TEXTE PRÉSENTÉ:

Sur l’euro, il n’y a plus que l’épaisseur d’une feuille de papier de cigarette entre Jean-Pierre Chevènement et Marine Le Pen. Les deux, selon des visées et sur des tons différents, mais voisins, prônent de fait le retour au serpent monétaire européen. Cela traduit-il un déficit de volonté politique ? Et n’y a-t-il aucun Plan C envisageable ?

Il est cocasse de lire J.-P. Chevènement, dans le Huffington Post, évoquer « les élites qui ont fait de l’euro (…) leur fétiche. ». Argument facile. Faut-il donc rappeler que l’euro avait été souhaité, par exemple, par ceux qui n’admettaient pas de partir avec 100 francs en poche pour faire un tour d’Europe et n’en avoir plus de disponible que 50 ? La moitié de la somme était consacrée aux frais de change, partait dans la poche des banques et des États (du fait de la TVA).
Certes, c’est prendre le problème par le gros bout de lorgnette. Je veux bien admettre que les routards soient une constituante de l’élite, mais plutôt de celle, mettons spirituelle et intellectuelle, qui plaçait beaucoup d’espoir dans une Europe unie, dotée d’une monnaie commune.
Admettons-le avec le candidat à la présidence de la République française du MRC, l’euro ne « fonctionne » pas, comme le souligne David Cameron et les eurosceptiques (qui ne sont pas que britanniques). Pourquoi ? Ne serait-ce pas par exemple parce que la vision française de la Politique agricole commune, la PAC, était, osons-le mot, colonialiste ? Ou en raison de pratiques que l’Irlande, imitant en cela des régions françaises subventionnant des implantations d’entreprises, a pu, sans frein, mettre en pratique ? Ou parce que des Chevènement n’avaient pas la carrure de devenir des dirigeants européens de premier plan et préféraient être premiers en leurs villages ? Cette dernière remarque est éminemment caricaturale, abusive, mais Jean-Pierre Chevènement, bon débatteur, qui ne dédaigne pas à l’occasion l’outrance policée, ne m’en voudra pas trop durablement.
Déficit de fédéralisme
Chevènement est sans doute un souverainiste sincère. Les fédéralistes le sont tout autant, en majorité. Dire que les « élites » organisent le remplacement de gouvernements démocratiques élus (par qui, au juste ? celles et ceux qu’ils ont poussé à l’abstention de plus en plus massive ?) par des technocrates néolibéraux, c’est faire fi de la prédominance décisionnaire de ces mêmes gouvernements. La « périphérie sous-industrialisée » (soit les Pigs) l’a été aussi parce que les banques dominantes, dont les françaises, appuyées par les gouvernements français successifs, et d’autres, l’ont voulu ainsi. Il s’agissait, aussi, sans trop de contraintes, de favoriser l’implantation de Nokia en Roumanie (après un détour lucratif par l’Allemagne), pour que la firme finlandaise file… au Vietnam. Aussi, de faire en sorte que Bouygues et d’autres puissent profiter de nouveaux marchés qu’ils ont ensuite abandonné, les poches pleines.

LIGNES DE DONNÉES:
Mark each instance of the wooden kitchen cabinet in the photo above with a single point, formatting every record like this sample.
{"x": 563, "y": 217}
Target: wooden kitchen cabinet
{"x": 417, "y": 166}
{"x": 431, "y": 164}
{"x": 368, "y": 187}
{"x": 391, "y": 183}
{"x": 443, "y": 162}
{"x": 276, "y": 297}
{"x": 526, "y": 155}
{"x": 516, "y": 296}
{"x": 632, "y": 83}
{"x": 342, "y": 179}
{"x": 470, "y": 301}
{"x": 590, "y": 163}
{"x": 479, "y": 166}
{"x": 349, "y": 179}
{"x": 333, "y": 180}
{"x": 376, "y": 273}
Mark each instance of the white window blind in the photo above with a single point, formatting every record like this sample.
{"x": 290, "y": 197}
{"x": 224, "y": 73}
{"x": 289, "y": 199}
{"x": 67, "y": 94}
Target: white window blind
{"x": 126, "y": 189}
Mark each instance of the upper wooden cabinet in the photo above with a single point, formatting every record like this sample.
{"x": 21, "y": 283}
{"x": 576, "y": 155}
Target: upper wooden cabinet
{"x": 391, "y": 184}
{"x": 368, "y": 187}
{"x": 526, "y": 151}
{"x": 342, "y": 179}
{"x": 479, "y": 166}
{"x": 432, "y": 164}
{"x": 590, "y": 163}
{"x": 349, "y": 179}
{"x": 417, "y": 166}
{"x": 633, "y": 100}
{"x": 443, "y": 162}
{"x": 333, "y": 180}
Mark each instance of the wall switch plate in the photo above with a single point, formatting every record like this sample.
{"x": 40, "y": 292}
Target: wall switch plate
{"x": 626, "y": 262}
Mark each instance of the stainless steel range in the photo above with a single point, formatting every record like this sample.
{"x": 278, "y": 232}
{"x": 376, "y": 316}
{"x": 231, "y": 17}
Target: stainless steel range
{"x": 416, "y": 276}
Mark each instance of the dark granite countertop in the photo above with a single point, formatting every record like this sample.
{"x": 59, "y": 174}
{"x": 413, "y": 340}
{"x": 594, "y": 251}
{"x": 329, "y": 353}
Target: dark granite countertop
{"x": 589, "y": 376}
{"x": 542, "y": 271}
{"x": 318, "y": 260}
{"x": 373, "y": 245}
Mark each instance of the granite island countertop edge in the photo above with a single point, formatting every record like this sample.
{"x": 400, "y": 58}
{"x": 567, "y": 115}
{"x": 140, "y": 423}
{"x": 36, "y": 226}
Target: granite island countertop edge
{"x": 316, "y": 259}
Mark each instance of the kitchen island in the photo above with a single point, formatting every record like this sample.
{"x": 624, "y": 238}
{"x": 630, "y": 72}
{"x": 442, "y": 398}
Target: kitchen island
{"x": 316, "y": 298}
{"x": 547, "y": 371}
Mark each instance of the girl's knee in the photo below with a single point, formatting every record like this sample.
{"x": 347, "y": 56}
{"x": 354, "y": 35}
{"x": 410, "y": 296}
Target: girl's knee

CONSIGNES:
1 - Répondez à ces questions sur l'article consacré à l'euro :
(a) Dans quel média J.-P. Chevènement évoque-t-il « les élites qui ont fait de l'euro (…) leur fétiche » ?
(b) Quelle part de la somme emportée partait en frais de change ?
(c) Vers quel pays la firme finlandaise a-t-elle filé après son implantation en Roumanie ?
2 - Renommez « knee » en « elbow » dans les entrées, de la ligne qui contient « Mark each instance of the girl's » jusqu'à la fin des entrées, ces deux bornes comprises. Recopiez ensuite ces lignes sans aucun autre changement.
Le texte et les entrées n'ont aucun lien entre eux.

RÉPONSES CI-DESSOUS:
1 -
(a) Dans le Huffington Post.
(b) La moitié.
(c) Vers le Vietnam.

2 -
Mark each instance of the girl's elbow in the photo below with a single point, formatting every record like this sample.
{"x": 347, "y": 56}
{"x": 354, "y": 35}
{"x": 410, "y": 296}
Target: girl's elbow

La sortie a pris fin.